* [To be done]:
Present the lines of the items as a numbered list, starting from the first line and ending with the line that contains "[(98, 432), (1104, 390), (606, 705)]", both included, with blank lines dropped and the pictures left out.

··· Provided records

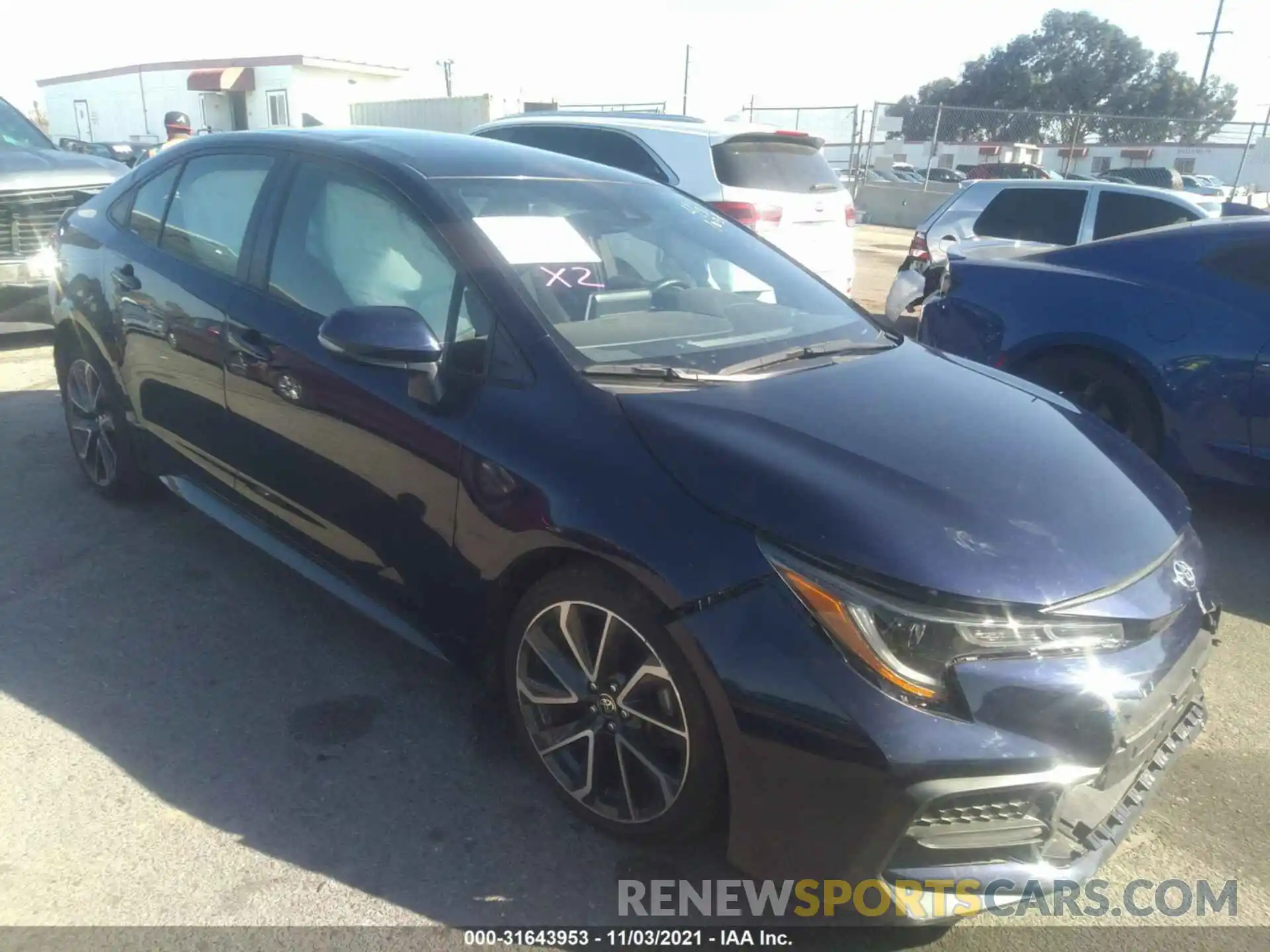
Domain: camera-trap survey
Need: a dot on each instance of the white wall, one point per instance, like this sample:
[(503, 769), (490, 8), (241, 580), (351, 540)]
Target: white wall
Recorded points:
[(116, 108), (327, 95), (1218, 160)]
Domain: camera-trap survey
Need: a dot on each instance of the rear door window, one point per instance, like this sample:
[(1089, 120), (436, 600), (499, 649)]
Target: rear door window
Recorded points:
[(1122, 214), (774, 164), (211, 208), (1048, 215), (150, 204)]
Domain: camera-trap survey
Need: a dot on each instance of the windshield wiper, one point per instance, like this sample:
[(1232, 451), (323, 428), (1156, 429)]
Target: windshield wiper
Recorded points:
[(829, 348), (647, 371)]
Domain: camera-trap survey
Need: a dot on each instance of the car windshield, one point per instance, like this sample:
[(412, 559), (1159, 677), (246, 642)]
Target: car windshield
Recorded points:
[(632, 273), (16, 130)]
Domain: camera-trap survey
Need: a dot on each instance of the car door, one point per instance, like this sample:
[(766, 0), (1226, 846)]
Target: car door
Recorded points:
[(172, 278), (337, 455), (1241, 267), (1126, 212)]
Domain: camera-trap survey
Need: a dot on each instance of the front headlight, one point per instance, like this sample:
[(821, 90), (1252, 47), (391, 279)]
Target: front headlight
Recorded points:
[(911, 645)]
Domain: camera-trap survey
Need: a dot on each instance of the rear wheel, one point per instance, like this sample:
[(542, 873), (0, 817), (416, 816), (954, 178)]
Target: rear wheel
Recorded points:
[(98, 432), (1104, 390), (606, 705)]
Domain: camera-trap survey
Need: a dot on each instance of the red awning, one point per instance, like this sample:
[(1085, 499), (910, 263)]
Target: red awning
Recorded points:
[(238, 79)]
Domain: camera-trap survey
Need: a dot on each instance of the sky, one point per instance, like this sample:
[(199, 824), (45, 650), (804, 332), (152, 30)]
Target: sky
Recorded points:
[(779, 52)]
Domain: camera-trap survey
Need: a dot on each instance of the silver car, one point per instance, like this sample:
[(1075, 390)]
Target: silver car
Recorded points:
[(1009, 218), (777, 183)]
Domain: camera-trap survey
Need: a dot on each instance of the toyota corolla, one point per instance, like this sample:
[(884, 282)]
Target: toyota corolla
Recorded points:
[(730, 551)]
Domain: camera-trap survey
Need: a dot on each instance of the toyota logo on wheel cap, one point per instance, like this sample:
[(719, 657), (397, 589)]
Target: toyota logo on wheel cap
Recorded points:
[(1184, 575)]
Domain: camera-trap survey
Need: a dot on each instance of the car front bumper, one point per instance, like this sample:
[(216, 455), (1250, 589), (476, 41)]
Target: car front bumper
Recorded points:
[(1033, 783)]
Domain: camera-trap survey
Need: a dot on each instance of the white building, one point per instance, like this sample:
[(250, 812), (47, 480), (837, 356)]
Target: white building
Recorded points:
[(128, 103), (1220, 159)]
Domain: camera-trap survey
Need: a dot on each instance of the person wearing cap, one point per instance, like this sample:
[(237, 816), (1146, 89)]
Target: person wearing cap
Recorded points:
[(178, 131)]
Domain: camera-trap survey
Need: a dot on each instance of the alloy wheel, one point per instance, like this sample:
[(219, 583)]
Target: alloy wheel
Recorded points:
[(92, 423), (603, 711), (1100, 400)]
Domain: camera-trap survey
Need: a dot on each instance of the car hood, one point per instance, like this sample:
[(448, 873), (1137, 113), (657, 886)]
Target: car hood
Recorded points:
[(23, 169), (922, 467)]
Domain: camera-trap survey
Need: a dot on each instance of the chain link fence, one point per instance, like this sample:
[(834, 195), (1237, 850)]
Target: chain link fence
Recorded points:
[(1078, 145)]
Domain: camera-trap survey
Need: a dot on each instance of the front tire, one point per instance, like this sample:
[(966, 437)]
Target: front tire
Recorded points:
[(99, 434), (1104, 390), (610, 710)]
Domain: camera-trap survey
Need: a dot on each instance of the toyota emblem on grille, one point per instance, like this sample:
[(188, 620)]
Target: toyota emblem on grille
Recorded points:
[(1184, 575)]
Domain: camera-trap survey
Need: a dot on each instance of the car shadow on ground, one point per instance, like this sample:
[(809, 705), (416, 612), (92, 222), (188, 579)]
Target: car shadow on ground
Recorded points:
[(252, 701)]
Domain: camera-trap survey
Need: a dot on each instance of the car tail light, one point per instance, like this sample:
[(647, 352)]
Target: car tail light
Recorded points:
[(757, 218), (919, 249)]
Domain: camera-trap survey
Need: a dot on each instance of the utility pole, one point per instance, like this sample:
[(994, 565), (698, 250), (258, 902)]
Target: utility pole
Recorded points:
[(1212, 38), (687, 59)]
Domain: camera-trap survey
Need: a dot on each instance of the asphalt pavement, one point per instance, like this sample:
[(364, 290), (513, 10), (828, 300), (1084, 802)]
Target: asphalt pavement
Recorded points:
[(192, 734)]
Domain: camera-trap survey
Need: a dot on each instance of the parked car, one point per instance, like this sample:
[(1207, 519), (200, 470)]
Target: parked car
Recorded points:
[(698, 518), (1155, 175), (777, 183), (1228, 192), (1160, 334), (127, 153), (37, 184), (1011, 171), (1040, 214), (1201, 188), (937, 175)]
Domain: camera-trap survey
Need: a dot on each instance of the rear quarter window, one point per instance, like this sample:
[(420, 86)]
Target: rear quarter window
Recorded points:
[(1246, 262), (773, 165)]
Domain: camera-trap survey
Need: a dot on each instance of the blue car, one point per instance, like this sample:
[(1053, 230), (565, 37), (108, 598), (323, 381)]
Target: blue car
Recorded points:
[(1164, 334), (728, 553)]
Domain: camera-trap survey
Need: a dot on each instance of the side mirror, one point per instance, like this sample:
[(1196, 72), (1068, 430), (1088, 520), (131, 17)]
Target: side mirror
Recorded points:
[(388, 337), (381, 335)]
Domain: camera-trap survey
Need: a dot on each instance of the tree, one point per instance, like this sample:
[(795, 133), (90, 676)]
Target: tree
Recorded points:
[(1076, 63)]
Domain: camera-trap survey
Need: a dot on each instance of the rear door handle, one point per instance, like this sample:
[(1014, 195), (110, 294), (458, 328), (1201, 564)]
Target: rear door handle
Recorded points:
[(126, 278)]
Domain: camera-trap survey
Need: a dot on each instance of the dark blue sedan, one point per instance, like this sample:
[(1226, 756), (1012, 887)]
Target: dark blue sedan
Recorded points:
[(728, 551), (1164, 334)]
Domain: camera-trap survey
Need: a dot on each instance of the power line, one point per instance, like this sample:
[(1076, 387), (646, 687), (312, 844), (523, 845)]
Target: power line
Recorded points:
[(1212, 38), (687, 59)]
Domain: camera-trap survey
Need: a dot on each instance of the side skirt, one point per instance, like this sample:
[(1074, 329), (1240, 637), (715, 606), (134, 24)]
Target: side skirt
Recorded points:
[(262, 539)]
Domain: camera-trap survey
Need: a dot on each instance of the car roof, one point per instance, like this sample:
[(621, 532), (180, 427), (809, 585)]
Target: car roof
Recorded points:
[(431, 154), (681, 125), (984, 184)]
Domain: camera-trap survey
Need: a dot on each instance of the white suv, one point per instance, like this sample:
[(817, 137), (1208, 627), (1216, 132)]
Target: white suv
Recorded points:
[(1009, 218), (774, 182)]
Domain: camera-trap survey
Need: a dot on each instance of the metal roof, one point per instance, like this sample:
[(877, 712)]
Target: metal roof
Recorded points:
[(294, 60)]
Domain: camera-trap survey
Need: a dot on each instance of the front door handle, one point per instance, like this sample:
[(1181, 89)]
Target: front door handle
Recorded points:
[(247, 349), (126, 278)]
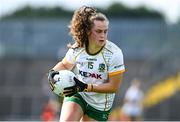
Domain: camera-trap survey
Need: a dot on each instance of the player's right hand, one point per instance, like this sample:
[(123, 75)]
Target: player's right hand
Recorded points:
[(51, 80)]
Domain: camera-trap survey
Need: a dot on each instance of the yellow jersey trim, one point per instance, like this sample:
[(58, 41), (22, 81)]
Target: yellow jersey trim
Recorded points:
[(115, 73)]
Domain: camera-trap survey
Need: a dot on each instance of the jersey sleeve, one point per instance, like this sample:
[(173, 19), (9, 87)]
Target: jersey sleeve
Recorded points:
[(116, 65), (70, 56)]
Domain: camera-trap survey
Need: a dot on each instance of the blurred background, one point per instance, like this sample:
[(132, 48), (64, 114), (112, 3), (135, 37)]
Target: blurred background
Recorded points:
[(34, 35)]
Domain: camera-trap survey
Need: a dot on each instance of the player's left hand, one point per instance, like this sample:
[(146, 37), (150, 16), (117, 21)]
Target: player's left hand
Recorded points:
[(78, 87)]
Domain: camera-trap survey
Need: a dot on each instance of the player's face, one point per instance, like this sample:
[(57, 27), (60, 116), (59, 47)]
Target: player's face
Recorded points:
[(98, 33)]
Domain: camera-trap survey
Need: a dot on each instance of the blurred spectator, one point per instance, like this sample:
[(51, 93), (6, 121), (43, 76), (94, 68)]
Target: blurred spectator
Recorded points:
[(132, 107)]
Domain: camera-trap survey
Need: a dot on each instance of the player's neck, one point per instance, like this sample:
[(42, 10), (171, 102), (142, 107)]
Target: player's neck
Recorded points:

······

* [Answer to the problem]:
1. Domain: camera-trap survey
2. Need: a dot on each instance of the white wall, one point per instance, like this sample:
3. [(503, 769), (490, 8), (241, 580), (351, 540)]
4. Target: white wall
5. Recorded points:
6. [(116, 108), (327, 95), (1218, 160)]
7. Domain: camera-trap survey
8. Need: a dot on each instance of the rear door window, one point per instance, like this sample:
9. [(1089, 120), (436, 600), (499, 649)]
10. Target: rear door window
11. Recorded points:
12. [(1122, 214), (774, 164), (211, 208), (1048, 215), (150, 204)]
13. Domain: camera-trap survey
14. Need: a dot on each instance of the windshield wiper, one point per instance, like this sample:
15. [(1232, 451), (323, 428), (1156, 429)]
16. Target: windshield wiper
17. Recorded points:
18. [(829, 348), (647, 371)]
19. Domain: camera-trap survey
20. Need: a dot on each instance of the car windshield, one point per instance, like this sample:
21. [(412, 559), (1159, 677), (246, 642)]
22. Target: car windshield
23. Recorded points:
24. [(632, 273), (16, 130)]
25. Domain: camera-trap survey
26. Need: a dot on each instance of the car door, one point per instance, like this sample:
27. [(766, 0), (1226, 846)]
28. Target: car door
29. Recorded points:
30. [(172, 278), (337, 455), (1241, 267), (1126, 212)]
31. Domain: camera-trap survey
32. Need: a dot on each instance of the front headlight, one point per instance, like this sample:
33. [(821, 90), (1252, 47), (391, 279)]
34. Target: front headlight
35. Recorded points:
36. [(911, 645)]
37. Domain: camera-trap survey
38. Need: a dot on each instance of the rear wheel, one point per instance, like this sample:
39. [(542, 873), (0, 817), (416, 816), (954, 178)]
40. Target: rear wheel
41. Recorded points:
42. [(98, 432), (1104, 390), (606, 705)]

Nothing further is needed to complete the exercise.